PAGE TEXT:
The truth is that NZ2050 sounds pretty lofty, but is imminently doable. It doesn’t take three and a half decades to go fund major reforestation programs or wind farms, both of which offer readily available carbon offset credits in exchange for financing. There’s also the matter of the fine print: The pledge’s commitment only covers those greenhouse gasses that companies directly emit, allowing tech giants off the hook a bit. Most would just have to account for the electricity within their offices and data centers, ignoring supply chain fallout from, say, mining the materials for servers, not to mention manufacturing and shipping them to server farms. They could also avoid dealing with all that energy use from customers powering up devices and running programs on them.

Salesforce, for instance, took a look at the final guidelines and decided to not just meet them, but exceed them, investing in a way that creates a carbon-neutral cloud and in environmental projects that have a social and economic impact in the developing world, one of the places expected to be hardest hit by climate change. The company hit that mark this month, 33 years ahead of the deadline, although they won’t disclose how much it cost.

REQUIRED TASK 1: Using the carbon-pledge text, list the activities whose emissions tech companies could leave out of their accounting under the pledge.
The listing has no connection to the carbon-pledge text.

MATERIAL FOR THIS TASK:
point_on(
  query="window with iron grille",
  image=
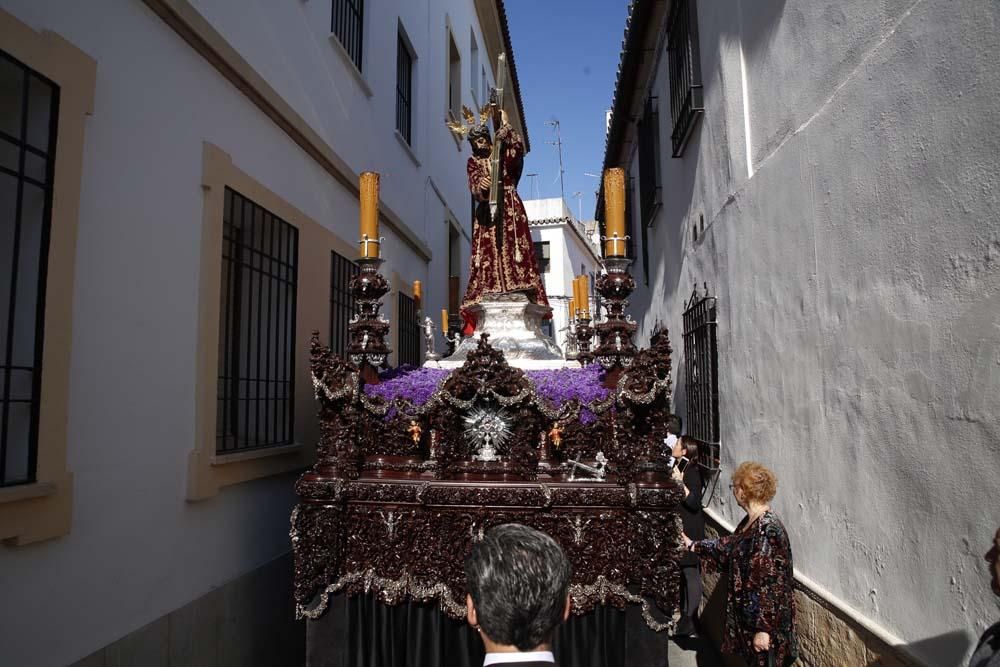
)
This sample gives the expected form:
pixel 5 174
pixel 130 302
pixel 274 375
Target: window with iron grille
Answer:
pixel 454 78
pixel 404 89
pixel 701 368
pixel 256 398
pixel 542 256
pixel 347 23
pixel 649 162
pixel 29 105
pixel 684 59
pixel 341 301
pixel 409 332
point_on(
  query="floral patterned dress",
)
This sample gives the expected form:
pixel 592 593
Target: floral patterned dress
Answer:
pixel 503 260
pixel 761 598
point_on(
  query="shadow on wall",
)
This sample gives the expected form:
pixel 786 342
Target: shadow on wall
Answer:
pixel 947 650
pixel 684 209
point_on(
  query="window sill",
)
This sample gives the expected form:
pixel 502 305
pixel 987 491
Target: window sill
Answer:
pixel 349 63
pixel 263 452
pixel 12 494
pixel 408 147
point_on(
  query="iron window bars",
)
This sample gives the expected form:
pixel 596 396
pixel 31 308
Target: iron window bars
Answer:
pixel 683 56
pixel 341 301
pixel 701 382
pixel 650 192
pixel 404 89
pixel 28 122
pixel 409 332
pixel 543 257
pixel 256 392
pixel 347 23
pixel 701 367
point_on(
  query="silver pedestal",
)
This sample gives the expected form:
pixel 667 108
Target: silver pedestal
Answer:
pixel 514 327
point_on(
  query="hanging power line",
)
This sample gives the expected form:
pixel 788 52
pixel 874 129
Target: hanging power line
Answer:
pixel 558 144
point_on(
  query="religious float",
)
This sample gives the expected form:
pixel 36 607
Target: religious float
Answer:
pixel 414 464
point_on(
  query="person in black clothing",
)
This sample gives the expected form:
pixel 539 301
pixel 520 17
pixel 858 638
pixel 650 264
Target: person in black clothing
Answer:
pixel 518 580
pixel 686 452
pixel 987 653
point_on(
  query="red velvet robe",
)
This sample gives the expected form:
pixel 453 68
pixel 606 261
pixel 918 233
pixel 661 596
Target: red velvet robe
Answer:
pixel 512 267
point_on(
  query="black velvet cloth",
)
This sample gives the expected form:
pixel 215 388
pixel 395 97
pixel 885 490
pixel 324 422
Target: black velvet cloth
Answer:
pixel 360 631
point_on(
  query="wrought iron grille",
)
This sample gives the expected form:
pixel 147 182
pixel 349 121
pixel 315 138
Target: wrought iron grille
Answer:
pixel 684 58
pixel 404 88
pixel 649 162
pixel 347 23
pixel 701 367
pixel 542 257
pixel 409 332
pixel 28 121
pixel 341 301
pixel 256 393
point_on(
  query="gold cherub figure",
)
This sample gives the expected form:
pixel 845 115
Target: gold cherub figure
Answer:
pixel 415 432
pixel 555 435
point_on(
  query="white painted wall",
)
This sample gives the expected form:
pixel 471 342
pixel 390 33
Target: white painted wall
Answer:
pixel 551 220
pixel 137 549
pixel 858 282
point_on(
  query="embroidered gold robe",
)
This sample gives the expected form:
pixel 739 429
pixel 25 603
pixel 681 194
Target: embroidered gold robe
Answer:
pixel 503 260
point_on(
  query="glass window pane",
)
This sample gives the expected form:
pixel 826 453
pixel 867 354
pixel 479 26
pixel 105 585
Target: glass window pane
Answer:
pixel 35 167
pixel 18 437
pixel 8 204
pixel 39 112
pixel 29 253
pixel 21 384
pixel 9 155
pixel 11 96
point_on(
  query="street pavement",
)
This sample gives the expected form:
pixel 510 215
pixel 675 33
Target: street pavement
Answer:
pixel 689 652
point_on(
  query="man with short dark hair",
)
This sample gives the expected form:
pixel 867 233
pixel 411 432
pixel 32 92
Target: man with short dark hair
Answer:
pixel 987 653
pixel 518 580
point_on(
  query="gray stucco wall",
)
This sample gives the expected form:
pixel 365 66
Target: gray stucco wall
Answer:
pixel 858 275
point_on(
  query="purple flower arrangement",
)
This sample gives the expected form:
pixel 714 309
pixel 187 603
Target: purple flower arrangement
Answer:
pixel 558 385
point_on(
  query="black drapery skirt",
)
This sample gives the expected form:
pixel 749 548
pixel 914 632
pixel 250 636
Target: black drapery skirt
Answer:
pixel 359 631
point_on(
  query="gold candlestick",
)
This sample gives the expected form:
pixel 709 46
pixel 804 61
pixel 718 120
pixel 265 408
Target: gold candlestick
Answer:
pixel 369 214
pixel 614 212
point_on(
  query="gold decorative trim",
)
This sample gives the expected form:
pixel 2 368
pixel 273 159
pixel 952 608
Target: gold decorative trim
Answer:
pixel 44 510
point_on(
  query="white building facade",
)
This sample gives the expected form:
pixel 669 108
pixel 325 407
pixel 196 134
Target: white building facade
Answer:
pixel 829 172
pixel 194 201
pixel 563 251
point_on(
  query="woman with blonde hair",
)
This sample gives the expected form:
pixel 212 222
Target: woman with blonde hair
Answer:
pixel 760 606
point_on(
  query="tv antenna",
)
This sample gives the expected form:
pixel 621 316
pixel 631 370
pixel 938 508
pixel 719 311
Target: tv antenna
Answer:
pixel 558 144
pixel 533 184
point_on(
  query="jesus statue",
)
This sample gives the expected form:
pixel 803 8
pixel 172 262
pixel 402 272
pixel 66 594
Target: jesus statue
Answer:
pixel 503 256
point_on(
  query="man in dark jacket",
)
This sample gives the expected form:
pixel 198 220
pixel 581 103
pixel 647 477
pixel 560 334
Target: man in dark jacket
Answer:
pixel 685 451
pixel 518 580
pixel 987 653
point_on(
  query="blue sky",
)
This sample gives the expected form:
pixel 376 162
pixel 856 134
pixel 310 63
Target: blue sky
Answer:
pixel 566 52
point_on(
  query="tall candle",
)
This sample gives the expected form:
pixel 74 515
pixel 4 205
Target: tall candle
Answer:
pixel 369 213
pixel 614 211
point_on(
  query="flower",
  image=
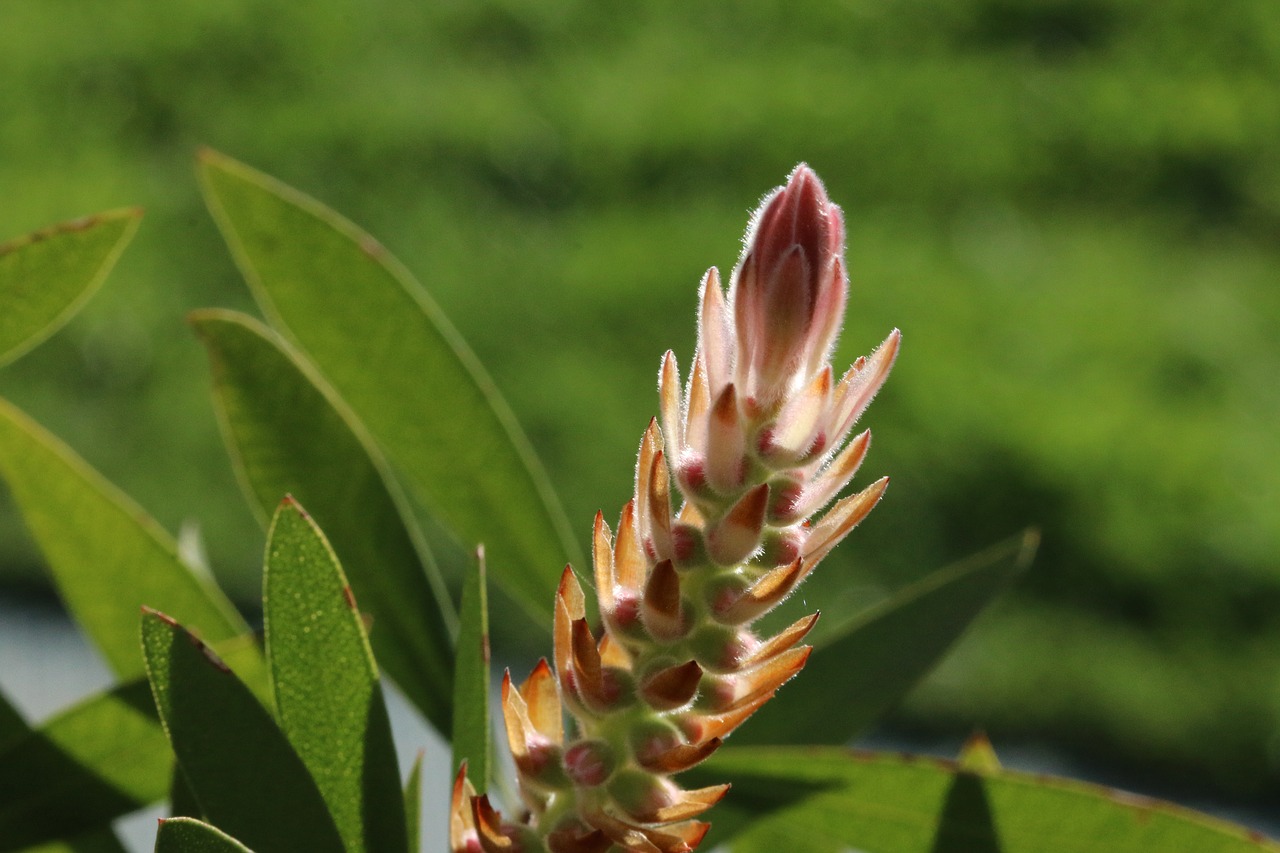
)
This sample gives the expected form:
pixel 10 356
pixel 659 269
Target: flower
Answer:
pixel 755 443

REQUIRED TASK 2: Report each line of the listing that contains the word "embroidered", matching case exactly.

CORRECT RESULT 1:
- Mining the materials for servers
- Manufacturing servers
- Shipping servers to server farms
- Customers powering up devices and running programs on them

CORRECT RESULT 2:
  query="embroidered gold robe",
Target: embroidered gold robe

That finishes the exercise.